(Part of a data file)
>> start

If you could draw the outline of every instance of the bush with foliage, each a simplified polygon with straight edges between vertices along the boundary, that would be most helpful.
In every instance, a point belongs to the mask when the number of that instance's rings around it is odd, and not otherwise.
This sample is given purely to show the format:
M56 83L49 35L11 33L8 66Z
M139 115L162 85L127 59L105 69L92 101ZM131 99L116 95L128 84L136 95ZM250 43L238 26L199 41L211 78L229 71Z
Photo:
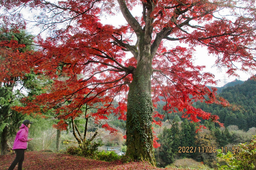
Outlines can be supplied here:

>> end
>> start

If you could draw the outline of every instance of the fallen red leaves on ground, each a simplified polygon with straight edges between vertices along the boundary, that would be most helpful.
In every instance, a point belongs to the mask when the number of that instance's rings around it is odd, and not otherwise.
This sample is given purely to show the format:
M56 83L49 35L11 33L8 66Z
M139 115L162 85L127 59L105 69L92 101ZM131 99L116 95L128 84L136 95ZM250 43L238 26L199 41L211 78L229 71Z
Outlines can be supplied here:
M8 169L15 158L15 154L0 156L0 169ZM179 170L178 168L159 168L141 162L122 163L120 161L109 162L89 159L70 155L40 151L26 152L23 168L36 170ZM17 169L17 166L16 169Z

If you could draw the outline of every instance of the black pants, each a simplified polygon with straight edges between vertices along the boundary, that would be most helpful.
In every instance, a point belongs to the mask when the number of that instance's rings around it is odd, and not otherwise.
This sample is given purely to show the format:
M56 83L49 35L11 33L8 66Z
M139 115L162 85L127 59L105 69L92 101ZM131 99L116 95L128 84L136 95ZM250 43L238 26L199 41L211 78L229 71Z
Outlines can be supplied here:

>> end
>> start

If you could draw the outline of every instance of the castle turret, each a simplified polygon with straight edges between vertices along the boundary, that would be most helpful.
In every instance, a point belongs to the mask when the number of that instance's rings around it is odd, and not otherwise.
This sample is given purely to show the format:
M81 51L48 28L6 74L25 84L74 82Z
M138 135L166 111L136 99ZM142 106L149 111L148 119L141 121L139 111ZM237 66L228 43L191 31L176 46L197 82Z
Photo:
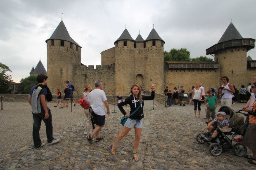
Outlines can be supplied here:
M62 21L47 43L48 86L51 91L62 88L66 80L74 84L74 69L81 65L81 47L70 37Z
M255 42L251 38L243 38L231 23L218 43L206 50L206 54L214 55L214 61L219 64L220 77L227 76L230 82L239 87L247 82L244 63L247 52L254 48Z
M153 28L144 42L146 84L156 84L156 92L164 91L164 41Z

>> end

Change "purely" to "solely" in the lines that begin at the one containing "of the castle" and stop after the one containing "M153 28L144 42L146". Leave all else unchanged and omit the pictures from your answer.

If you could draw the outline of every instance of the castle turret, each a simplified polygon with straight edges between vertices along the boundary, that would be most helpful.
In every instance, a point belongs to the mask when the number of that instance's rings around it is odd, and not otherwise.
This sample is given solely to show the format:
M81 51L48 28L6 74L25 84L74 82Z
M138 135L166 111L136 99ZM142 106L149 111L148 119L141 121L139 111ZM237 66L228 43L191 31L176 46L197 82Z
Photo:
Outlines can be supplied here:
M62 21L47 43L48 86L51 91L62 88L66 80L74 84L74 69L81 65L81 47L70 37Z
M255 42L251 38L243 38L231 23L218 43L206 50L206 54L214 55L214 61L219 64L220 77L227 76L230 82L239 87L247 82L244 63L247 52L254 48Z
M153 28L144 42L146 84L156 84L156 92L164 91L164 41Z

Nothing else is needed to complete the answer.